Palpitations, tachycardia, elevation of blood pressure, sudden death, myocardial infarction. There have been isolated reports of cardiomyopathy associated with chronic amphetamine use.

Central Nervous Sys tem

Psychotic episodes at recommended doses, overstimulation, restlessness, irritability, euphoria, dyskinesia, dysphoria, depression, tremor, tics, aggression, anger, logorrhea, dermatillomania.

Eye Disorders

Vision blurred, mydriasis.

Gastrointestinal

Dryness of the mouth, unpleasant taste, diarrhea, constipation, other gastrointestinal disturbances. Anorexia and weight loss may occur as undesirable effects.

Allergic

Urticaria, rash, hypersensitivity reactions including angioedema and anaphylaxis. Serious skin rashes, including Stevens-Johnson syndrome and toxic epidermal necrolysis have been reported.

Endocrine

Impotence, changes in libido.

Skin

Alopecia.

Drug Abuse And Dependence

Adderall® (Dextroamphetamine Saccharate, Amphetamine Aspartate, Dextroamphetamine Sulfate and Amphetamine Sulfate Tablets) is a Schedule II controlled substance.

Amphetamines have been extensively abused. Tolerance, extreme psychological dependence, and severe social disability have occurred. There are reports of patients who have increased the dosage to levels many times higher than recommended. Abrupt cessation following prolonged high dosage administration results in extreme fatigue and mental depression; changes are also noted on the sleep EEG. Manifestations of chronic intoxication with amphetamines include severe dermatoses, marked insomnia, irritability, hyperactivity, and personality changes. The most severe manifestation of chronic intoxication is psychosis, often clinically indistinguishable from schizophrenia.

> Work order:
Reproduce the Adderall excerpt word for word, starting at the words "Palpitations, tachycardia, elevation" and stopping after "anger, logorrhea, dermatillomania.". Draw only on the Adderall excerpt, with nothing from outside it.

[Localization data with one point per instance]
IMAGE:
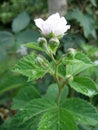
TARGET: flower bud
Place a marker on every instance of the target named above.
(71, 52)
(69, 78)
(40, 60)
(54, 44)
(42, 41)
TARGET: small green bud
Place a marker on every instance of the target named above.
(54, 44)
(69, 78)
(71, 52)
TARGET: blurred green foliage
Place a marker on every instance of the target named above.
(17, 28)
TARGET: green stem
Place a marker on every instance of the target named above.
(60, 86)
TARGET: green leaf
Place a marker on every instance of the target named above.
(6, 38)
(54, 120)
(28, 117)
(10, 81)
(34, 46)
(86, 21)
(20, 22)
(82, 111)
(74, 66)
(93, 2)
(83, 57)
(52, 92)
(25, 95)
(38, 112)
(85, 86)
(30, 68)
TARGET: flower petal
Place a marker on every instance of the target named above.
(39, 22)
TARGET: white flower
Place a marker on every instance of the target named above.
(22, 50)
(55, 25)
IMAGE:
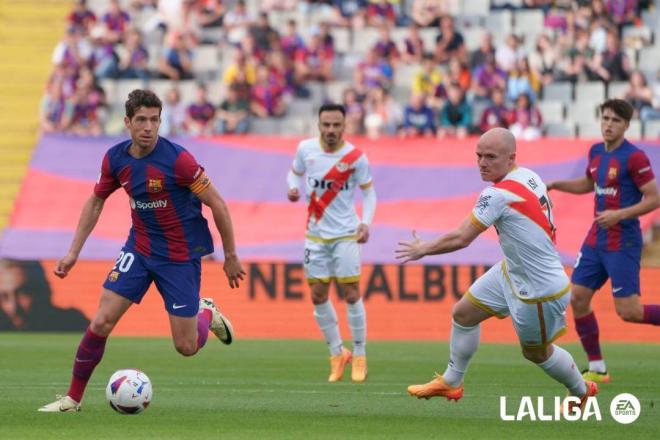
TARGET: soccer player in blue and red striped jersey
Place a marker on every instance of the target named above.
(166, 188)
(625, 187)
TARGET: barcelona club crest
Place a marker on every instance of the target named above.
(154, 185)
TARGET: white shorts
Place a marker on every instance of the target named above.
(327, 260)
(537, 324)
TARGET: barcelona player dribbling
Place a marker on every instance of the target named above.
(622, 178)
(166, 188)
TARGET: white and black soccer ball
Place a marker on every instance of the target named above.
(129, 391)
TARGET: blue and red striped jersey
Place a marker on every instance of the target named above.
(617, 177)
(162, 187)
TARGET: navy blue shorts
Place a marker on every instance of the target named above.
(594, 266)
(177, 282)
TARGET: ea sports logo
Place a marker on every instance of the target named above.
(625, 408)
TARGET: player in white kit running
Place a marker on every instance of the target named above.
(529, 284)
(333, 169)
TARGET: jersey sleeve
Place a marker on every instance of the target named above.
(640, 169)
(488, 208)
(189, 173)
(107, 183)
(298, 166)
(362, 172)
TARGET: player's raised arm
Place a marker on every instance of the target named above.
(89, 216)
(232, 267)
(457, 239)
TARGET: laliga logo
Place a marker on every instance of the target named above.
(564, 409)
(624, 408)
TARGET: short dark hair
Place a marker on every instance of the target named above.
(142, 98)
(619, 106)
(332, 108)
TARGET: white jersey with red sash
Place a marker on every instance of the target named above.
(331, 180)
(519, 208)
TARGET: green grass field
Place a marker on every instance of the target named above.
(277, 389)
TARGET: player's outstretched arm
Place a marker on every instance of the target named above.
(88, 218)
(232, 267)
(457, 239)
(581, 185)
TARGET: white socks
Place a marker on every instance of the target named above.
(357, 321)
(462, 346)
(326, 317)
(561, 367)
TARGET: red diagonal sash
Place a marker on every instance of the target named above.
(338, 175)
(530, 207)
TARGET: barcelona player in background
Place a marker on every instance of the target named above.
(625, 187)
(166, 188)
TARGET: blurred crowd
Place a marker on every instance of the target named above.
(271, 66)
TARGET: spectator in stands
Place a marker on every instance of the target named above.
(291, 41)
(485, 51)
(173, 115)
(233, 115)
(459, 74)
(487, 77)
(88, 102)
(176, 63)
(74, 51)
(612, 64)
(522, 80)
(53, 109)
(427, 13)
(211, 14)
(82, 17)
(496, 114)
(525, 121)
(266, 95)
(263, 33)
(351, 13)
(638, 93)
(103, 59)
(134, 59)
(418, 119)
(509, 53)
(414, 46)
(456, 115)
(236, 23)
(372, 73)
(314, 62)
(200, 114)
(381, 12)
(383, 114)
(354, 121)
(427, 78)
(385, 48)
(543, 60)
(449, 42)
(116, 21)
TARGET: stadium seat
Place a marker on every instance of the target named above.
(552, 111)
(593, 91)
(652, 129)
(560, 129)
(558, 91)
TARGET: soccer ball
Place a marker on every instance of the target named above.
(129, 391)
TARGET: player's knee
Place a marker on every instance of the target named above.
(186, 348)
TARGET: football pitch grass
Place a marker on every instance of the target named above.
(277, 389)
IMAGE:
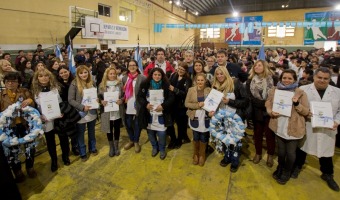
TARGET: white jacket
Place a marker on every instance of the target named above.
(321, 141)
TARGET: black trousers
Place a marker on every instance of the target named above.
(52, 146)
(326, 163)
(115, 126)
(9, 189)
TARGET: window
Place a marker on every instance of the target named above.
(281, 32)
(210, 33)
(125, 14)
(104, 10)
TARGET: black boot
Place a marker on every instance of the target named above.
(278, 172)
(330, 181)
(66, 160)
(112, 149)
(284, 178)
(54, 165)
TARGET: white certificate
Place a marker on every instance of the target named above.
(283, 102)
(90, 98)
(156, 98)
(322, 114)
(50, 106)
(111, 98)
(213, 100)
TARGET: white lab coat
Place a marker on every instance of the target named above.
(320, 142)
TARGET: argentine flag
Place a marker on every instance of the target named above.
(58, 53)
(71, 63)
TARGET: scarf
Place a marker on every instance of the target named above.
(156, 85)
(290, 87)
(111, 83)
(259, 87)
(129, 86)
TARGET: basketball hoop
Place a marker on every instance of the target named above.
(99, 35)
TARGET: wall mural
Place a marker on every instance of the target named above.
(321, 26)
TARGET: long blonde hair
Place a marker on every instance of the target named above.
(266, 70)
(81, 85)
(102, 85)
(227, 85)
(37, 87)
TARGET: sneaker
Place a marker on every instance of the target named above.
(31, 173)
(75, 151)
(84, 158)
(187, 140)
(330, 181)
(295, 173)
(162, 155)
(137, 147)
(94, 152)
(224, 163)
(154, 152)
(233, 168)
(172, 145)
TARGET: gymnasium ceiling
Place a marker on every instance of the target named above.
(215, 7)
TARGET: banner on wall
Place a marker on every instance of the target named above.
(316, 30)
(252, 33)
(232, 34)
(115, 32)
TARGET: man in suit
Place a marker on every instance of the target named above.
(320, 142)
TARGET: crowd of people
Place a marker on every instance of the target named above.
(181, 79)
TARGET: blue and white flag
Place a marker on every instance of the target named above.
(71, 63)
(58, 53)
(262, 55)
(138, 58)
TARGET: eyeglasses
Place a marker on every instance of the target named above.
(11, 81)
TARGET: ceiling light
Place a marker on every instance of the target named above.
(235, 14)
(337, 7)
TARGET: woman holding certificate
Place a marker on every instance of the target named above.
(9, 96)
(112, 109)
(258, 85)
(83, 96)
(198, 118)
(46, 94)
(131, 83)
(289, 127)
(156, 101)
(234, 100)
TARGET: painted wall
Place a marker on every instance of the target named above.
(269, 16)
(27, 23)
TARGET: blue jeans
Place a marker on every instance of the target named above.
(199, 136)
(160, 144)
(91, 137)
(132, 127)
(232, 154)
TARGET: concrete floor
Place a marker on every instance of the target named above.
(140, 176)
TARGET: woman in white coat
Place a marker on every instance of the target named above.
(320, 142)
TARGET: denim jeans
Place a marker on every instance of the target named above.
(160, 144)
(232, 154)
(199, 136)
(132, 127)
(91, 137)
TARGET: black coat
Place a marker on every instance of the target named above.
(241, 99)
(144, 114)
(180, 90)
(67, 124)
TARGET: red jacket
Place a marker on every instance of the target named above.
(169, 69)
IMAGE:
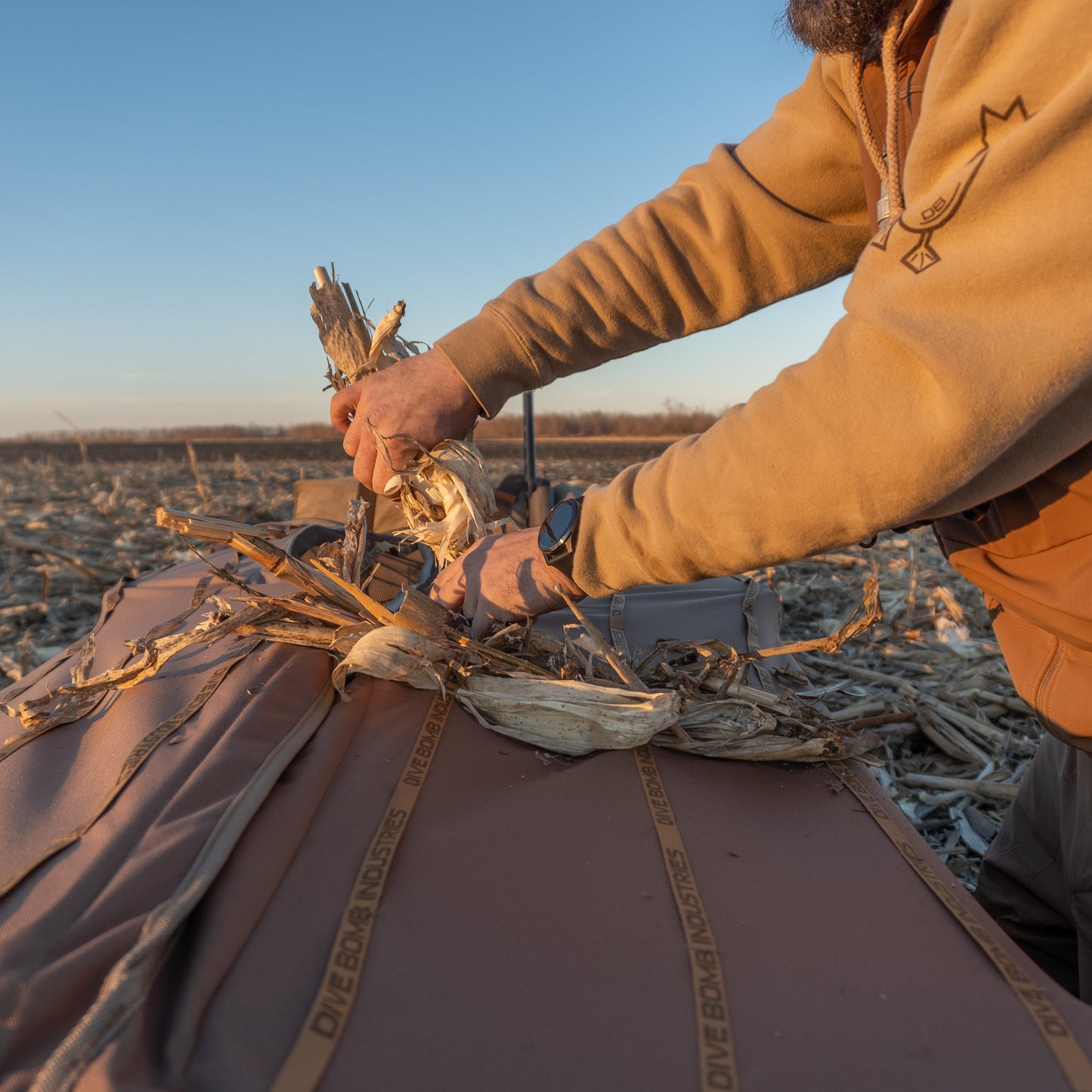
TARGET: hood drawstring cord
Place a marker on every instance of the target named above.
(887, 161)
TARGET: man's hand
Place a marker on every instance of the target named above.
(503, 578)
(422, 397)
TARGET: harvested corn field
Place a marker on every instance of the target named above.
(928, 679)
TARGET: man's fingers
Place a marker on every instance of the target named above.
(449, 589)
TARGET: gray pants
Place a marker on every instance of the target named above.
(1037, 878)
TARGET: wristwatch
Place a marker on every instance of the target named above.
(557, 537)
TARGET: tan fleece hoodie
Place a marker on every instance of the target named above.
(962, 368)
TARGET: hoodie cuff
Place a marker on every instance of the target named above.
(490, 360)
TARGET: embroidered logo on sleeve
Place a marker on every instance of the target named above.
(924, 223)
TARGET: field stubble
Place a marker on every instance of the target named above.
(928, 679)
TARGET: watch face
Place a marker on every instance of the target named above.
(558, 525)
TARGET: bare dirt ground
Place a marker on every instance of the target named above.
(928, 679)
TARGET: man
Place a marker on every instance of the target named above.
(942, 153)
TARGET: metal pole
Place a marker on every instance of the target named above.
(530, 473)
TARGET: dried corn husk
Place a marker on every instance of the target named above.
(567, 716)
(391, 652)
(446, 496)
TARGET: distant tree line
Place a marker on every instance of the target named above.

> Finished task:
Palpitations, tachycardia, elevation of blood pressure, sudden death, myocardial infarction. There have been isolated reports of cardiomyopathy associated with chronic amphetamine use.

Central Nervous Sys tem

Psychotic episodes at recommended doses, overstimulation, restlessness, irritability, euphoria, dyskinesia, dysphoria, depression, tremor, tics, aggression, anger, logorrhea, dermatillomania.